As a result of changes to the Family Law Act, the Family Court and the Federal Circuit Court can make Orders in relation to financial matters following the breakdown of a de-facto relationship.
According to the Family Law Act, a person is in a de-facto relationship with another person if:
(a) the persons are not legally married to each other; and
(b) the persons are not related by family; and
(c) having regard to all the circumstances of the relationship, they have a relationship as a couple living together in a genuine domestic relationship.
In determining whether you are living in a genuine domestic relationship, the Court may look at any or all of the following:
(a) the duration of the relationship;
(b) the nature and extent of their common residence;
(c) whether a sexual relationship existed;
(d) the degree of financial dependence or interdependence and arrangements and financial support between them;
(e) the ownership, use and acquisition of their property;
(f) the degree of mutual commitment to a shared life;
(g) whether the relationship is, or was, registered under a prescribed law of a state or territory as a prescribed kind of relationship;
(h) the care and support of children; and/or
(i) the reputation and public aspects of the relationship.
Generally, it is accepted that you need to demonstrate that you have lived together for at least two years to establish a de-facto relationship, or if it is less than that, whether there is a child of the relationship or some other exceptional circumstance.
If you are in a de-facto relationship, the legal rights and responsibilities are similar to those of a married couple.
☆ ☆ ☆ ☆ ☆ ☆ ☆
■ Task brief:
Write what comes next in the text on de-facto relationships under the Family Law Act, starting after its last sentence.

■ Collected data:
☆ ☆ ☆ ☆ ☆ ☆ ☆
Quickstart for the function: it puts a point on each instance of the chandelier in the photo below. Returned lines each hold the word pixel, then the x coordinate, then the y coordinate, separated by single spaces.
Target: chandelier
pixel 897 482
☆ ☆ ☆ ☆ ☆ ☆ ☆
■ Expected answer:
You are able to enter into a financial agreement (commonly known as a pre-nuptial agreement) which would outline the division of property in the event of a future separation, or you may reach an agreement in relation to a property settlement after separation, by way of a financial agreement, Consent Orders or by proceeding to the Court for property Orders.
Reaching a property settlement can be complex and stressful. Our team at Schetzer Constantinou can provide you with expert legal advice and guide you through how to protect yourself prior to entering or leaving a de facto relationship.
Please do not hesitate to contact Shikha Luddu, Senior Associate at Schetzer Constantinou on 8602 2000
Our Associate, Bridget O'Kane provides the following advice on what to do if you are thinking of leaving your home after separation
WHAT TO DO WHEN YOU VACATE THE HOME AFTER SEPARATION
Separation is difficult time and often involves one party leaving the home. After separation, some couples are able to maintain a good relationship, for others the relationship can deteriorate quickly and it can be the last time that they will enter the home and see some of their most prized possessions.
If you are the party that decides to leave the home we recommend the following:
- Ensure that when you leave the home you take your driver’s licence, passport and birth certificate. These documents are important to identity yourself and should be taken with you when you leave.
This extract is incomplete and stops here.